- EJERCICIO BREVE:
Prolonga el texto sobre la travesía de los migrantes por el Darién a partir de su última oración.

- TEXTO DEL DOCUMENTO:

- - -

Capurganá (Colombia), 21 jun (EFE).- Como los miles de personas que cruzan el Darién, una densa y peligrosa frontera natural sin muros ni concertinas que separa Colombia y Panamá, rumbo a Centroamérica, Juan Carlos quiere un futuro mejor y una educación para su hijo y que así «no sea uno más del montón».

«Lo más arriesgado de una de las selvas más inexploradas del mundo son las mismas personas»; ni las víboras ni otros animales, asegura este venezolano.

Salió de Capurganá, un turístico pueblo colombiano colindante con Panamá, junto a 70 haitianos, incluidos diez bebés, avanzando en la selva por la orilla del río. Descansaba en duermevela, «aguantando hambre» y aferrado a un «zapatico» de su hijo.

«Puedes ver huesos humanos, cráneos que ya llevan diez años y quién sabe de quién serán», relata este joven. Él vio a un niño morir. Una vez en Panamá supo que su experiencia no fue la peor. Allí supo de hombres violados, mujeres abusadas, gente que no llegó…

«Se perdieron diez y se perdieron y ya, y hay que seguir avanzando, y se perdieron y a nadie le interesa, y se perdieron pues», repite frustrado. Se perdieron. Y a nadie le importó porque se desconoce cuántos se quedan en el camino.

Según Panamá, unos 17.000 migrantes llegaron desde Colombia entre enero y abril, un aumento respecto a otros años, y el Gobierno panameño contabiliza «aproximadamente» 12 muertes.

UN PUNTO OPACO

Hasta Capurganá el trayecto es «fácil». Los migrantes, la mayoría haitianos, llegan desde Brasil o Chile remontando en autobuses y entran por Ipiales, en la frontera ecuatoriana. Atraviesan Colombia por carretera hasta Necoclí, en el Caribe, y de ahí un barco, el mismo que utilizan los turistas, les lleva hasta Capurganá.

El puerto de Capurganá es un muelle pequeño, con lanchas pesqueras y coloridos hoteles al frente. El pueblo se cierra cuando llegan casi todas las mañanas 200 o 300 personas.

- - -

- LÍNEAS DE DATOS:
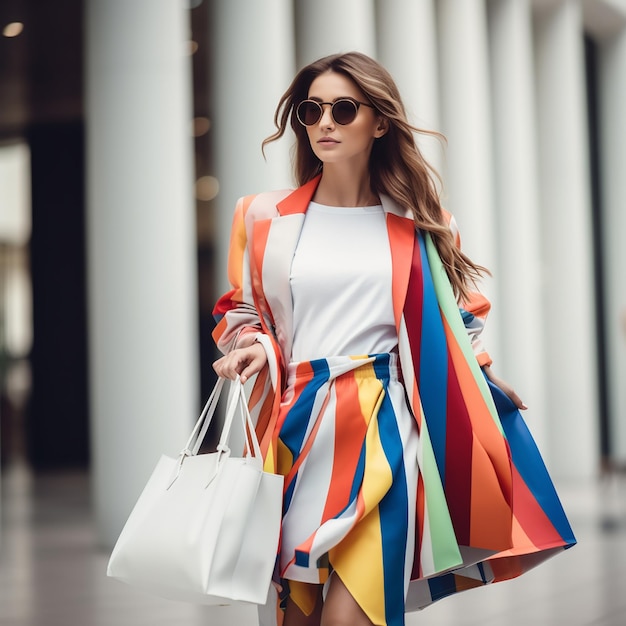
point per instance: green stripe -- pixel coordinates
(450, 310)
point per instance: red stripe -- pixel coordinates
(458, 473)
(350, 433)
(531, 517)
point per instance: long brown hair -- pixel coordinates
(397, 167)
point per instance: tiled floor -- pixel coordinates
(53, 574)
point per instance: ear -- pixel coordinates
(382, 128)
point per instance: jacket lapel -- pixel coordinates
(401, 232)
(280, 238)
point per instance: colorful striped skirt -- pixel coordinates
(347, 446)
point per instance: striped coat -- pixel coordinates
(470, 528)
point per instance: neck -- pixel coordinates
(338, 187)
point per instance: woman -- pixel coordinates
(399, 485)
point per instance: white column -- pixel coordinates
(517, 201)
(567, 242)
(466, 121)
(252, 66)
(141, 246)
(613, 157)
(329, 26)
(407, 47)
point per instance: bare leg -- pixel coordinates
(340, 608)
(295, 617)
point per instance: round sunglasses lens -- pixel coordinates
(344, 111)
(309, 113)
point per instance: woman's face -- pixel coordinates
(332, 142)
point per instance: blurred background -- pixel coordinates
(129, 128)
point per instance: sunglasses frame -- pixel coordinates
(356, 103)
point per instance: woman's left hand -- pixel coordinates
(506, 388)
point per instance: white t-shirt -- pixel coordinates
(341, 284)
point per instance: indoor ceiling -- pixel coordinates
(41, 67)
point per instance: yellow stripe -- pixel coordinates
(358, 561)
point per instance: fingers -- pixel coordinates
(506, 388)
(242, 361)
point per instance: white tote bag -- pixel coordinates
(205, 528)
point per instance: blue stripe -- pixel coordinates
(442, 586)
(394, 513)
(527, 459)
(433, 374)
(294, 428)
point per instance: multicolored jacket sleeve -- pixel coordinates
(474, 310)
(237, 317)
(235, 312)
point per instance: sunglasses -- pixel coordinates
(344, 111)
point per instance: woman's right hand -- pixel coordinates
(243, 361)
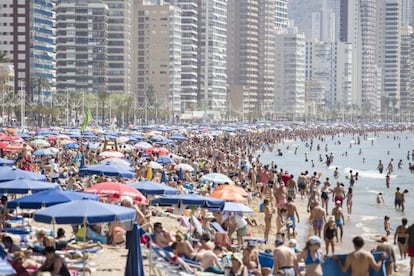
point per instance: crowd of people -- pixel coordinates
(279, 191)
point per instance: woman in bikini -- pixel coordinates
(400, 236)
(312, 257)
(329, 233)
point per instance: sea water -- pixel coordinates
(367, 217)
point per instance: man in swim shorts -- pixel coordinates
(339, 218)
(317, 218)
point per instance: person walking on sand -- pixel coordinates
(339, 219)
(317, 218)
(268, 214)
(339, 193)
(359, 261)
(410, 243)
(329, 233)
(291, 211)
(400, 236)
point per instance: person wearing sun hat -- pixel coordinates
(312, 257)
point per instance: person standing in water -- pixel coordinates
(380, 167)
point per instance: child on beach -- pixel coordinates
(387, 225)
(380, 198)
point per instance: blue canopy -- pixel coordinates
(48, 198)
(84, 211)
(134, 265)
(23, 186)
(6, 268)
(178, 136)
(154, 188)
(164, 160)
(190, 199)
(13, 173)
(6, 162)
(108, 169)
(230, 207)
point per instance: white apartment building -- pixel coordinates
(388, 50)
(189, 42)
(159, 56)
(81, 45)
(119, 48)
(289, 92)
(212, 52)
(406, 71)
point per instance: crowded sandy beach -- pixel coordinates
(258, 199)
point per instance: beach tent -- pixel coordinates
(48, 198)
(13, 173)
(153, 188)
(84, 211)
(217, 178)
(190, 199)
(230, 207)
(108, 169)
(24, 186)
(134, 265)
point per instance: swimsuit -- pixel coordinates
(330, 233)
(317, 223)
(287, 271)
(309, 259)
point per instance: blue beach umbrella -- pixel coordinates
(217, 178)
(108, 169)
(23, 186)
(164, 160)
(13, 173)
(230, 207)
(134, 265)
(154, 188)
(84, 211)
(6, 162)
(48, 198)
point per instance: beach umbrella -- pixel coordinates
(108, 169)
(164, 160)
(48, 198)
(13, 173)
(143, 145)
(23, 186)
(235, 207)
(189, 199)
(43, 152)
(228, 195)
(116, 190)
(232, 188)
(155, 165)
(71, 146)
(134, 265)
(153, 188)
(164, 178)
(217, 178)
(6, 162)
(118, 161)
(184, 167)
(178, 136)
(40, 143)
(84, 211)
(111, 154)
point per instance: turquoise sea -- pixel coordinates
(367, 216)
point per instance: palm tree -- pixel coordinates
(40, 83)
(4, 58)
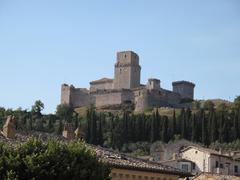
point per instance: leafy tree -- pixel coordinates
(37, 160)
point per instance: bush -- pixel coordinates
(52, 160)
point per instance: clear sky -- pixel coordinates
(44, 43)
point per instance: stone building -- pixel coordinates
(211, 161)
(125, 167)
(126, 87)
(68, 131)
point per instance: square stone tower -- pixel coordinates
(127, 70)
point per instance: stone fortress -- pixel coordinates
(126, 88)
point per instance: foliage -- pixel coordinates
(51, 160)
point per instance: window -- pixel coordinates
(236, 169)
(185, 167)
(221, 166)
(194, 166)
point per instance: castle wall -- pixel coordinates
(75, 97)
(141, 100)
(127, 71)
(81, 97)
(112, 97)
(184, 88)
(170, 98)
(101, 86)
(65, 94)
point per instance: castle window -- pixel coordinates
(236, 169)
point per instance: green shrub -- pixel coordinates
(51, 160)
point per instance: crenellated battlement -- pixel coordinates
(126, 87)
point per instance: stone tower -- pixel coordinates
(127, 70)
(184, 88)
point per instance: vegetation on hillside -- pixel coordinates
(37, 160)
(207, 124)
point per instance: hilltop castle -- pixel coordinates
(126, 87)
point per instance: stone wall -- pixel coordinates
(170, 98)
(75, 97)
(184, 88)
(127, 70)
(115, 97)
(101, 86)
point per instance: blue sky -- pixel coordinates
(44, 43)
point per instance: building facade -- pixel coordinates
(126, 87)
(210, 161)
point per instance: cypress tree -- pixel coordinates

- - -

- RESPUESTA DEL EJERCICIO:
Pequeños vehículos los sacan del pueblo, bajo la mirada de los vecinos y los turistas que hacen ojos ciegos a lo que ahí sucede, hasta un punto donde el relato se difumina.

«La idea era llevarlos por la montaña porque ellos no la conocen, hasta cierta parte en territorio colombiano, cerca de Panamá», cuenta a Efe Emigdio Partúz, representante del Consejo Comunitario de Acandí (Cocomanorte), donde está Capurganá.

Esta organización ha sido acusada de tráfico de migrantes por «llevarles» por la montaña, pero Partúz se defiende: «Seguro que estamos haciendo cosas mal y cometiendo errores, pero el Gobierno no hace nada».

De su paso por la selva se escuchan todo tipo de atrocidades de las que nadie habla, aunque el rumor retumbe.

«Son sujetos de robo, extorsión, trata de personas por parte de organizaciones delicuenciales que están y tienen una estructura en la selva», explica Luis Lanza, coordinador en Panamá del Consejo Noruego de Refugiados (NRC).

Hace poco una pareja de cubanos dio marcha atrás acobardada. «Por aquí no vayan a pasar, hermanos», les dijeron por Whatsapp a unos compañeros que venían detrás. «A nosotros nos mataron a los guías de un tiro en la cabeza, nos quitaron la plata. A las mujeres las violaron a todas (…). Te matan, loco, por aquí no pases», describía atropelladamente.

¿QUIÉN ESTÁ DETRÁS?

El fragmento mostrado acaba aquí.